No começo do ano, ingressei-me
numa instituição de ensino superior. O foco era certo: vou estudar para
tornar-me professor de matemática. Juntamente com a ideia de universitário,
amontoou nos meus ombros, a responsabilidade dos 18 anos. Ter que me sustentar,
ajudar nas despesas de casa, deixar de ser um menino… tudo isso tive que me
acostumar, e ainda me dedicar aos meus sonhos, as minhas produções escritas, as
leituras de livros, aos filmes, ao trabalho, aos meus amigos, á tudo.
Porém, quando se tem muita coisa que requer sua dedicação,
algumas vão se tornando mais importantes e outras menos importantes. E no meu
caso, o preço foi alto. Antes, quando eu era apenas um menino crescido de 18
anos, eu tinha uma vida bem suave, saía sempre com amigos, lia livros, assistia
séries, ficava no muro de casa vendo o movimento, trabalhava nos dias que me
sentia bem, falava com os amigos ao telefone, promovia cachorros-quentes em
algumas tardes para os mais chegados. Eu tinha aquilo que se chama de vida
ideal, e ressalto que: não precisava de coisas caras, como celular moderno, ou
sapato que foi lançado semana passado, e muito menos usar o corte de cabelo do
ator da novela. Engraçado que eu tinha tão pouco, mas tinha sonhos e
satisfação quando realizava algum.
Quando houve a transição de menino crescido de 18 anos, para o
homem de 18 anos, parte de mim foi se perdendo aos poucos. É engraçado como
seis meses revelam lados opostos de um mesmo ser. E quando chega a hora de
tomar conta de mim, quando meus pais deixam de ir nas minhas reuniões
escolares, e eu posso enfim controlar meu mundo, me vejo preso à um mundo que
dá medo. Antes, eu podia me defender das coisas, eu tinha direito de resposta,
havia um diálogo, e hoje, tenho que ser esperto e passar por cima de alguém, antes
que passem por cima de mim. Sair da minha pacata Vespasiano para estudar em
Belo Horizonte foi bom pois meu horizonte cresceu, o leque de pessoas
interessantes (e desinteressantes) cresceu consideravelmente, mas cresceram também os medos, os apontamentos, cresceram as
responsabilidades e veio a pressão de me preocupar com o horário.
O relógio que
antes nem sequer pensei um dia usar e posteriormente assumiu um posto de ser um
objeto de elegância, hoje informa-me que é hora de apertar mais o passo para
não chegar atrasado à aula. O relógio fala que é hora de levantar e me arrumar
correndo para ir trabalhar. Ele me diz o tempo que terei para só para mim,
longe do infernal olhar julgador das pessoas. E saibam já: o tempo que tenho
para mim é quando retorno do trabalho para casa, cerca de 2km, e posso falar
comigo mesmo, cantar músicas em inglês, que a pronuncia assemelha-se ao árabe.

Itens de uma coleção de rotulagem
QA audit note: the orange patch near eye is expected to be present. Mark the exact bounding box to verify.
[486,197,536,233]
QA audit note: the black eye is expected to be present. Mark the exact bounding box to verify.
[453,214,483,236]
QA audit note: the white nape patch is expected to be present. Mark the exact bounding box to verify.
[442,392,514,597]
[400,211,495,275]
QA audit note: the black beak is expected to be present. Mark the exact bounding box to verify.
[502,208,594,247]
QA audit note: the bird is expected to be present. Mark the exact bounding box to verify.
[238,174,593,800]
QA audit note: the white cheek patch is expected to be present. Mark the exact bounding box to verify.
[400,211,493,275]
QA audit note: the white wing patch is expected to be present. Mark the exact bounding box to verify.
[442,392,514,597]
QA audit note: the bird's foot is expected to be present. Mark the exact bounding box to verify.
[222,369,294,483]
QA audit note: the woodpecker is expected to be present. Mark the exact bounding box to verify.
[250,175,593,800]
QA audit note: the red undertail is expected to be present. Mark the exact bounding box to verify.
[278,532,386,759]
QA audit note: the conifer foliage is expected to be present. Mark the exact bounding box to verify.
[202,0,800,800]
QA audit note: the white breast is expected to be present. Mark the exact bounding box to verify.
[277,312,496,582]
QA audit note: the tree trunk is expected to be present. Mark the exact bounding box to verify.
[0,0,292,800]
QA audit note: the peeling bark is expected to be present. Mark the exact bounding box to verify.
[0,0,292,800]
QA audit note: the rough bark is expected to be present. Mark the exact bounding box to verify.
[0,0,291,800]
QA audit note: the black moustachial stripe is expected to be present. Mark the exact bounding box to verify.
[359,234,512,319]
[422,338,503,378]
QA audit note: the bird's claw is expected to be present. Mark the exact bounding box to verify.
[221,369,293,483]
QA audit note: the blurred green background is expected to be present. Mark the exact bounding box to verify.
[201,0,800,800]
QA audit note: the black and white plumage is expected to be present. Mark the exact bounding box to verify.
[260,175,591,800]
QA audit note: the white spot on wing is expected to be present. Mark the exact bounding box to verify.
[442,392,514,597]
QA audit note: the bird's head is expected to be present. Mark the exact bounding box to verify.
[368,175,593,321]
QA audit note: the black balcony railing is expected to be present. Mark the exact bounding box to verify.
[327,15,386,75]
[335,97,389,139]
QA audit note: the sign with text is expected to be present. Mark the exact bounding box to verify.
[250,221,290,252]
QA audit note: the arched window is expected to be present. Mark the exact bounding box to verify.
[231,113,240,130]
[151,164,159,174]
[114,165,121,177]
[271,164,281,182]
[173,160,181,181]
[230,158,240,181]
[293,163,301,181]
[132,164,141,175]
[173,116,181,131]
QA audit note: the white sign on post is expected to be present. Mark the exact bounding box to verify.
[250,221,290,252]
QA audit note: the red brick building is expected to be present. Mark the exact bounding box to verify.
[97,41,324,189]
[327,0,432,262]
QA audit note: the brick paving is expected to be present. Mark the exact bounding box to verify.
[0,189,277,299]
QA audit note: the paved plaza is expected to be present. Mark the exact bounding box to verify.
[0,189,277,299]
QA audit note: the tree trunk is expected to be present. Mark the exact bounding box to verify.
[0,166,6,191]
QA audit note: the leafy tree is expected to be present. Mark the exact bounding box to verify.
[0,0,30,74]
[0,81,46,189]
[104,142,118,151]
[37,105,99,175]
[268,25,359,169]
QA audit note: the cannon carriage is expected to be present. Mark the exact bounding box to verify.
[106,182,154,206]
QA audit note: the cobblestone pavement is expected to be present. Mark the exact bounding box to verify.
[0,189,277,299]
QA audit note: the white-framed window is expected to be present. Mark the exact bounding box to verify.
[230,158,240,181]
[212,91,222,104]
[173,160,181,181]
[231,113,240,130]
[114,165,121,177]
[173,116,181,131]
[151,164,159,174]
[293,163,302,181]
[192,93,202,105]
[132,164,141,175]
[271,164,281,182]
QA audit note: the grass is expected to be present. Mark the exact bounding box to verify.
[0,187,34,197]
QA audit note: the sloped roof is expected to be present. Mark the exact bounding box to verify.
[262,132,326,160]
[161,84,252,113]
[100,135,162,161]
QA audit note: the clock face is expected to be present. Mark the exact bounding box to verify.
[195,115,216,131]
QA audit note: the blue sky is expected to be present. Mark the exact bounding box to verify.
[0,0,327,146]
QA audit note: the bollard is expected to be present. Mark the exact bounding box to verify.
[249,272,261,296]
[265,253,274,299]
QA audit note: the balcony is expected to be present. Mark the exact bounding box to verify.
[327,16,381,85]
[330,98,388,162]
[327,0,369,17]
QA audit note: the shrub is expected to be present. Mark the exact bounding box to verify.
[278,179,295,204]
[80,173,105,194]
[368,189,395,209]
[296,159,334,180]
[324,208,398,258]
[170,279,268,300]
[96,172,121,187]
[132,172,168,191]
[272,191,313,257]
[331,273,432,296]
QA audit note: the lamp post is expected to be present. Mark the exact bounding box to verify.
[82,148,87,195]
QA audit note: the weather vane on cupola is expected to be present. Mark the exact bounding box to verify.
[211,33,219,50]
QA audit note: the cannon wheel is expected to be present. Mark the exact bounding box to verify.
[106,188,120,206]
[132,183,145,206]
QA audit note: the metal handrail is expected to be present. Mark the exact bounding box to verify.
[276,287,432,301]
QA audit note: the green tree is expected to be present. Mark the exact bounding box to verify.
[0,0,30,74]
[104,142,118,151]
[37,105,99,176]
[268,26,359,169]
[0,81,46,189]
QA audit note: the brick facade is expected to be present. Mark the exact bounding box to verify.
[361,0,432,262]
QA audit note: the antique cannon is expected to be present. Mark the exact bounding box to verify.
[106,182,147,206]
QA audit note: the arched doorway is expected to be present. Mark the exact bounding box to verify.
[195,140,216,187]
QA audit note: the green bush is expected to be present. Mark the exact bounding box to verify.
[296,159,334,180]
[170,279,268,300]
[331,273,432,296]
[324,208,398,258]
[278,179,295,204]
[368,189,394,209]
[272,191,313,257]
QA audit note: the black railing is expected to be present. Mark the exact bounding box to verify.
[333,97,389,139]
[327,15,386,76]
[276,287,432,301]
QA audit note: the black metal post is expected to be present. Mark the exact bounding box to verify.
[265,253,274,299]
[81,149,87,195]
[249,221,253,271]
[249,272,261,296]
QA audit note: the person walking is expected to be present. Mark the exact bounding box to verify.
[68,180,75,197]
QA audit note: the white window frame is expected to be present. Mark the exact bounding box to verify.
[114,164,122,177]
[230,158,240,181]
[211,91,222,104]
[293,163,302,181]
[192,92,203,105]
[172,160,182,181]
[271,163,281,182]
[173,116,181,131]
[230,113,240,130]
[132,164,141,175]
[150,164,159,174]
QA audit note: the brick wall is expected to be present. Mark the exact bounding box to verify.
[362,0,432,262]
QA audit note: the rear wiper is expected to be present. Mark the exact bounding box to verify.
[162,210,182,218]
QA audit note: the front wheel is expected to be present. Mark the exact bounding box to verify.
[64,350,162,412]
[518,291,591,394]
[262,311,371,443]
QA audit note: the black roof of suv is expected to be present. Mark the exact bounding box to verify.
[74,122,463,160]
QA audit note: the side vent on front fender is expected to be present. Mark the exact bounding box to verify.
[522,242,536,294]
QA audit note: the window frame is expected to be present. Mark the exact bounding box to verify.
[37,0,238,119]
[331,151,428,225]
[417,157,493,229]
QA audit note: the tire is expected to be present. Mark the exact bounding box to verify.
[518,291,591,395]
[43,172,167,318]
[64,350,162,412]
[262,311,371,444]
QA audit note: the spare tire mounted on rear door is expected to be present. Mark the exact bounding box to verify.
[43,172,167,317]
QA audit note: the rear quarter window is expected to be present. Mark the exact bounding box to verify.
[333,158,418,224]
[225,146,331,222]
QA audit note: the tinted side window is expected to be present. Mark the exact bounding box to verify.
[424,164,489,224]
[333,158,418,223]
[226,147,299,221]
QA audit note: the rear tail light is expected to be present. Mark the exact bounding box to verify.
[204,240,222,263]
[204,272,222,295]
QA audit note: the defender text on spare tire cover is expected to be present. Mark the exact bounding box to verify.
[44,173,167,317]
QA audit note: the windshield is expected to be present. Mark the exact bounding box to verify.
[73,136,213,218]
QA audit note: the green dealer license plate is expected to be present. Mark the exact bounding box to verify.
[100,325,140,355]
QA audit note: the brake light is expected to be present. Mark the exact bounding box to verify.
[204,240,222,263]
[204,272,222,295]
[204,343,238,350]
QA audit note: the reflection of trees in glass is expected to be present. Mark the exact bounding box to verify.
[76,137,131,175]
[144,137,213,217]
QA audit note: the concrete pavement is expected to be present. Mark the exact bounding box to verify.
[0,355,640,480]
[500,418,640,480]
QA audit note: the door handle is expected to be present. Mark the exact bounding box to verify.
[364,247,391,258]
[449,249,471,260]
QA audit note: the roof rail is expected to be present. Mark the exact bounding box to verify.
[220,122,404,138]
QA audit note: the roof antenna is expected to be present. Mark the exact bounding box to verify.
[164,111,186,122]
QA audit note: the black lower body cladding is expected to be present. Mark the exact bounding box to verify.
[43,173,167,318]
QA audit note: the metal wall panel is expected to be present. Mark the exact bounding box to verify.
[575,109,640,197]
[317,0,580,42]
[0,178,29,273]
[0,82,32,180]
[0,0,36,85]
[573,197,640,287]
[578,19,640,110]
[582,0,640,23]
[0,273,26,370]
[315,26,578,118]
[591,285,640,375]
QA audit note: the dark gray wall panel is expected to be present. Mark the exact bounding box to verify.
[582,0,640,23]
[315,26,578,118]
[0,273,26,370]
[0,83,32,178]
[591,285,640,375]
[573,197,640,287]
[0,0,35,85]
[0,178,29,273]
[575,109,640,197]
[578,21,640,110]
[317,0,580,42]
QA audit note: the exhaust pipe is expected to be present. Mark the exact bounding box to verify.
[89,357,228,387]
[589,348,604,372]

--- O que fazer ---
- 1) Liste todas as atividades que o narrador do relato sobre o ingresso na universidade diz que fazia antes, quando era apenas um menino crescido de 18 anos.
- 2) Retome o relato sobre o ingresso na universidade logo após a última frase apresentada, mantendo a primeira pessoa e o tom do texto.

--- Respostas por tarefa ---
- 1)
- Saía sempre com amigos.
- Lia livros.
- Assistia séries.
- Ficava no muro de casa vendo o movimento.
- Trabalhava nos dias em que se sentia bem.
- Falava com os amigos ao telefone.
- Promovia cachorros-quentes em algumas tardes para os mais chegados.

- 2)
Eu vivo dias preso a uma realidade que me consome. Meus amigos? Tenho tempo
limitado para falar com eles. Se ligo para alguém, tenho aqueles breves 5
minutos antes de chegar o próximo cliente. E mesmo assim, na maior parte das
vezes eles também estão presos em uma realidade que não gostam, mas correm
atrás de seus sonhos e se deixam morrer aos poucos, mas parecem não se importar
com isso, ou ao menos não reclamam.
Me sinto como um passarinho que antes dormir na gaiola era
opcional. Podia voar livremente o tempo que quisesse e ter uma limitação maior
era questão de escolha, e por ter escolhido trabalhar desde cedo, sempre fui
alvo de elogios, comentários positivos, pessoas diziam apostar suas fichas em
mim, e a gaiola me garantia esses elogios, essa coisa de ser “bem visto
socialmente”. E eu me acostumei a essa vida limitada, mas sempre que queria
podia voar. E parece que fui me apegando demais a gaiola e alguém, sem coração
(ou talvez eu mesmo), numa noite enquanto eu dormia fechou a porta e eu não
pude mais sair.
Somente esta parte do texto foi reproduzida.